*** Study text Section Begins ***

Dan Wright has written an article about Ten statisticians and their impacts for psychologists, which is well worth reading. As psychologists, we learn about, and use statistics, but we don't learn enough (in my opinion) about the historical and philosophical underpinnings - which are linked to the individuals - how many psychologists know that Fisher and Pearson did not get on, for example.

As well as describing these statisticians early work, he gives some snippets of details about their lives - I didn't know, for example, that Jerzy Neyman had ever been imprisoned by the Bolsheviks after the Russian revolution (it's Neyman that we can thank for people using 0.05 as a stringent cutoff).

*** Study text Section Ends ***
*** Data extracts Section Begins ***

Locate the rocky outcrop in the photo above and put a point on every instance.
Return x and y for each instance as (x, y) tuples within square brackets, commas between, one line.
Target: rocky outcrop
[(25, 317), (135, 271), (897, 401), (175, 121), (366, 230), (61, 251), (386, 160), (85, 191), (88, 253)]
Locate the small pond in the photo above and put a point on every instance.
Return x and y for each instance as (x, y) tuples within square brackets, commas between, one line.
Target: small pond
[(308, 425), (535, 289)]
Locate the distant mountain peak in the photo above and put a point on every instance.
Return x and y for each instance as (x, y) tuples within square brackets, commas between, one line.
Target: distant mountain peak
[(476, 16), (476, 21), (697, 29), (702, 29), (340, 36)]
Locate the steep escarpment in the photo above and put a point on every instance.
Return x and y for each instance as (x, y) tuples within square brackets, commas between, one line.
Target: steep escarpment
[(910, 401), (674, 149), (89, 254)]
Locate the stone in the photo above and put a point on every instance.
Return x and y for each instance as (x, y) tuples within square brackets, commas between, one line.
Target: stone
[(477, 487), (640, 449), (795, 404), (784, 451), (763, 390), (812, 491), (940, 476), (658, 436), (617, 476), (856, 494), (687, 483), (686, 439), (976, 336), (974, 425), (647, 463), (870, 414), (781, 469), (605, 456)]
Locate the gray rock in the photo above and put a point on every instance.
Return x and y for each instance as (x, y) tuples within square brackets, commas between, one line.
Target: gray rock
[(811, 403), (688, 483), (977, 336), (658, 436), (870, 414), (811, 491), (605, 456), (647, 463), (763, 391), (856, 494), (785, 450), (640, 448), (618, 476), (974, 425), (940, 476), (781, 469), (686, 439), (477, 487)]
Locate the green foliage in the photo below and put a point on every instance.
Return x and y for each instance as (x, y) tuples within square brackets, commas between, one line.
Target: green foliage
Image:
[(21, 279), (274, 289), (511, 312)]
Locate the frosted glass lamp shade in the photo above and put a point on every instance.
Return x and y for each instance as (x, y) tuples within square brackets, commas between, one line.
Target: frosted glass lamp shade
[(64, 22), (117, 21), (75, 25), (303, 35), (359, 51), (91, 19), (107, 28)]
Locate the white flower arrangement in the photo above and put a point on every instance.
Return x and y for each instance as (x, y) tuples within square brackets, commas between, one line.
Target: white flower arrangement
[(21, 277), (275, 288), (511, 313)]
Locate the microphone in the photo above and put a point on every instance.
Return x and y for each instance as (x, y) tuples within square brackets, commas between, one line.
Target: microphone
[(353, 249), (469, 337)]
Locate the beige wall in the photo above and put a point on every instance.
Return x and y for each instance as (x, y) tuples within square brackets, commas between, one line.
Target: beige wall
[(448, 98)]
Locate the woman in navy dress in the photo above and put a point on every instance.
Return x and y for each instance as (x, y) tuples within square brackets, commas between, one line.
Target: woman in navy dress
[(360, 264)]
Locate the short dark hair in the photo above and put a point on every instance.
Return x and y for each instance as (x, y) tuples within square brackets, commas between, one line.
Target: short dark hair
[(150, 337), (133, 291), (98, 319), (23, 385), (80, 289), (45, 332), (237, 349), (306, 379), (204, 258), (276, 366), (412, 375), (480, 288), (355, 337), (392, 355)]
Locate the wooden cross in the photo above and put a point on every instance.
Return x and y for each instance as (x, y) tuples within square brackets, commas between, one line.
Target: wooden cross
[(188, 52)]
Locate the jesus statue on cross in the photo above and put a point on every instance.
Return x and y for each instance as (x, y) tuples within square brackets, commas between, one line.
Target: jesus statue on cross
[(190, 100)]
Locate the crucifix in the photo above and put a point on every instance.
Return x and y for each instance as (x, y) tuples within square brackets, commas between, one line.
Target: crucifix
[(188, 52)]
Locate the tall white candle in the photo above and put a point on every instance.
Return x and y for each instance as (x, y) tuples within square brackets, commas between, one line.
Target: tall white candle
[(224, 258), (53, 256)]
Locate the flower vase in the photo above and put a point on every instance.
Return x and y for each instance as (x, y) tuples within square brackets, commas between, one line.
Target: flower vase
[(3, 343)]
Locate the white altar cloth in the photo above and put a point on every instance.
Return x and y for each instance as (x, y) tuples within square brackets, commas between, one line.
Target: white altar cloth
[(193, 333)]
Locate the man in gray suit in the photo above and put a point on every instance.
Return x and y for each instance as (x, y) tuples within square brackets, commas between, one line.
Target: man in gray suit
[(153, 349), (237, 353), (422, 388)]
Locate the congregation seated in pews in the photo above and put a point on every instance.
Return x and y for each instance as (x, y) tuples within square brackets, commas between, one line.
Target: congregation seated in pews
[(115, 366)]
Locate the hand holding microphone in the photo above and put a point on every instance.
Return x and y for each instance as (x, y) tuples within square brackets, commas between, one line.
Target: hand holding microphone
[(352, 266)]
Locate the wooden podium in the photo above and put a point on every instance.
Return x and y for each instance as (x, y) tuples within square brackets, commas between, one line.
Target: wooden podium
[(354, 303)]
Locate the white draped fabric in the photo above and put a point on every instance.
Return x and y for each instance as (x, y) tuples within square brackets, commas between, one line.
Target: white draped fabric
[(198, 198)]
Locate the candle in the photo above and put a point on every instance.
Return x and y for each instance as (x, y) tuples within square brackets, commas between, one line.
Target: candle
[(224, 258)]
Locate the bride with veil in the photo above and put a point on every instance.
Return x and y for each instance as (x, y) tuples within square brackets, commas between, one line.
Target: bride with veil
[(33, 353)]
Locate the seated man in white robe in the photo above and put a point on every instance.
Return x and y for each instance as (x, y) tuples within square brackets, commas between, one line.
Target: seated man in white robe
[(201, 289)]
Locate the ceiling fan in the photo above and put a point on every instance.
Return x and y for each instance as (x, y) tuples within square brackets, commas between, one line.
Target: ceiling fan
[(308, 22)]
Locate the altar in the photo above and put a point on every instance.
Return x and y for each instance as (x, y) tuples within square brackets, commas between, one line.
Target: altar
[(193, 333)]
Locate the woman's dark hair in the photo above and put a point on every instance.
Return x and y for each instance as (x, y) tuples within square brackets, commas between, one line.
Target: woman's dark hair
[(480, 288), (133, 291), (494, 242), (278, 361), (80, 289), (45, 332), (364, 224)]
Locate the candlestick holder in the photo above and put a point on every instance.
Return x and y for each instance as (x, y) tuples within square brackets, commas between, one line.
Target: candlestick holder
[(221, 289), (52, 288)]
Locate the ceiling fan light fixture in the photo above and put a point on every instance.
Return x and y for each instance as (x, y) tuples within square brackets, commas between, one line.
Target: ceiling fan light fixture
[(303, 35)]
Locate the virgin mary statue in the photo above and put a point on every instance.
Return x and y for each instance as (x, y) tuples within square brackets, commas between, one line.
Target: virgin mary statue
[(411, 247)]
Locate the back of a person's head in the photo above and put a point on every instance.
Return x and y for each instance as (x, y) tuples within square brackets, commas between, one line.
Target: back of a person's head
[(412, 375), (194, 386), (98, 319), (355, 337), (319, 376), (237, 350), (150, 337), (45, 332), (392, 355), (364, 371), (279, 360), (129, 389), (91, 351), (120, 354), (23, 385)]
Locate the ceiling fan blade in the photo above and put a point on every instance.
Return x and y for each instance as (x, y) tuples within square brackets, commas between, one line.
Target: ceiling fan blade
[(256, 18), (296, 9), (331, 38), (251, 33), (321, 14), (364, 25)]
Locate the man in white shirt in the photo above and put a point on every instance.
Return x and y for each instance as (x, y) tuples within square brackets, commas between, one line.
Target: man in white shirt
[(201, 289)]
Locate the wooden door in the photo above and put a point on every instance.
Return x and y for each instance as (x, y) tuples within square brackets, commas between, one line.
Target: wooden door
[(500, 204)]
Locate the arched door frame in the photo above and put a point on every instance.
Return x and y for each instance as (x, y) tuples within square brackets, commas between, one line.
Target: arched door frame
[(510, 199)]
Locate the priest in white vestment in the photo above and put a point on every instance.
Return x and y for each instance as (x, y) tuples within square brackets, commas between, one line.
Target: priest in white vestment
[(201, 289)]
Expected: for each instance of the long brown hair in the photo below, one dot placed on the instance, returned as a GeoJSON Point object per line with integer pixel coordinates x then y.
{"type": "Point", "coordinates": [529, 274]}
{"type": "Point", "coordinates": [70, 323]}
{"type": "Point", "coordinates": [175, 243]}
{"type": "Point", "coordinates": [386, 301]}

*** Data extracts Section Ends ***

## What to do
Write out the entire text about Dan Wright's article on ten statisticians, word for word.

## Solution for this task
Dan Wright has written an article about Ten statisticians and their impacts for psychologists, which is well worth reading. As psychologists, we learn about, and use statistics, but we don't learn enough (in my opinion) about the historical and philosophical underpinnings - which are linked to the individuals - how many psychologists know that Fisher and Pearson did not get on, for example.

As well as describing these statisticians early work, he gives some snippets of details about their lives - I didn't know, for example, that Jerzy Neyman had ever been imprisoned by the Bolsheviks after the Russian revolution (it's Neyman that we can thank for people using 0.05 as a stringent cutoff).